- EXCERPTED RECORDS:
***

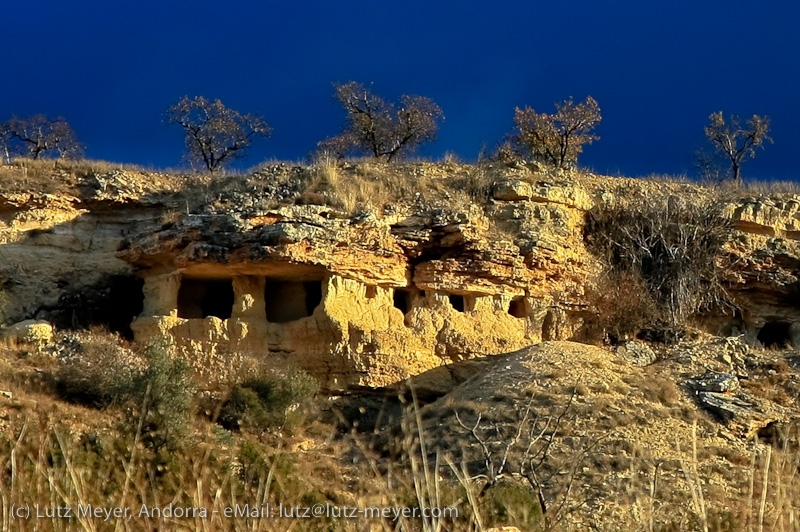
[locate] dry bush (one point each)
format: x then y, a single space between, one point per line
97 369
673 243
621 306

***

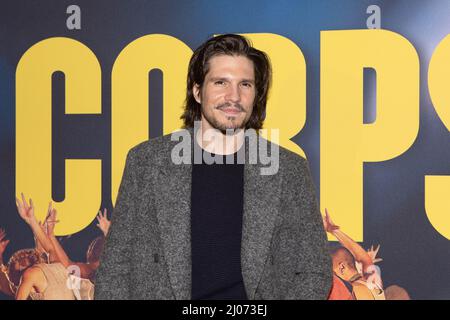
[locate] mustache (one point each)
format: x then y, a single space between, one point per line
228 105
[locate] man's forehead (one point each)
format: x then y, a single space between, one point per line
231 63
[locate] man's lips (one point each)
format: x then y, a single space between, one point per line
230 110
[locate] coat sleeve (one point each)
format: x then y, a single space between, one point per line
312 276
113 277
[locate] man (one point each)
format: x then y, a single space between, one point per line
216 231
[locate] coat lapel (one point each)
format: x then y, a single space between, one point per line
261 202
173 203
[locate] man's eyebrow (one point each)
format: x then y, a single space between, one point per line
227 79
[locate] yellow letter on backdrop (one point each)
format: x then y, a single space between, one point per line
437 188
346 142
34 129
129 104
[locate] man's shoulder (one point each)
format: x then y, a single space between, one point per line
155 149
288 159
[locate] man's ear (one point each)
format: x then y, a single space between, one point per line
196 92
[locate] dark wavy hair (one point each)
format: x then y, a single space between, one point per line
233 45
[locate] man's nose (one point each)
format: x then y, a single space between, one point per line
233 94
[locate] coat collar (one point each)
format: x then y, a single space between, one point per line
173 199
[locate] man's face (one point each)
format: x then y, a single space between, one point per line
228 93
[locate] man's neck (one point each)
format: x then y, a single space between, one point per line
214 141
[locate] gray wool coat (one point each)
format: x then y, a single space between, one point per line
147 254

***

- EXERCISE BRIEF: Copy out every line of the records above that contains the word "coat".

- COMPLETE RESPONSE:
[locate] coat sleeve (one point each)
[locate] coat lapel (one point each)
[locate] coat collar (one point each)
[locate] gray wool coat (one point each)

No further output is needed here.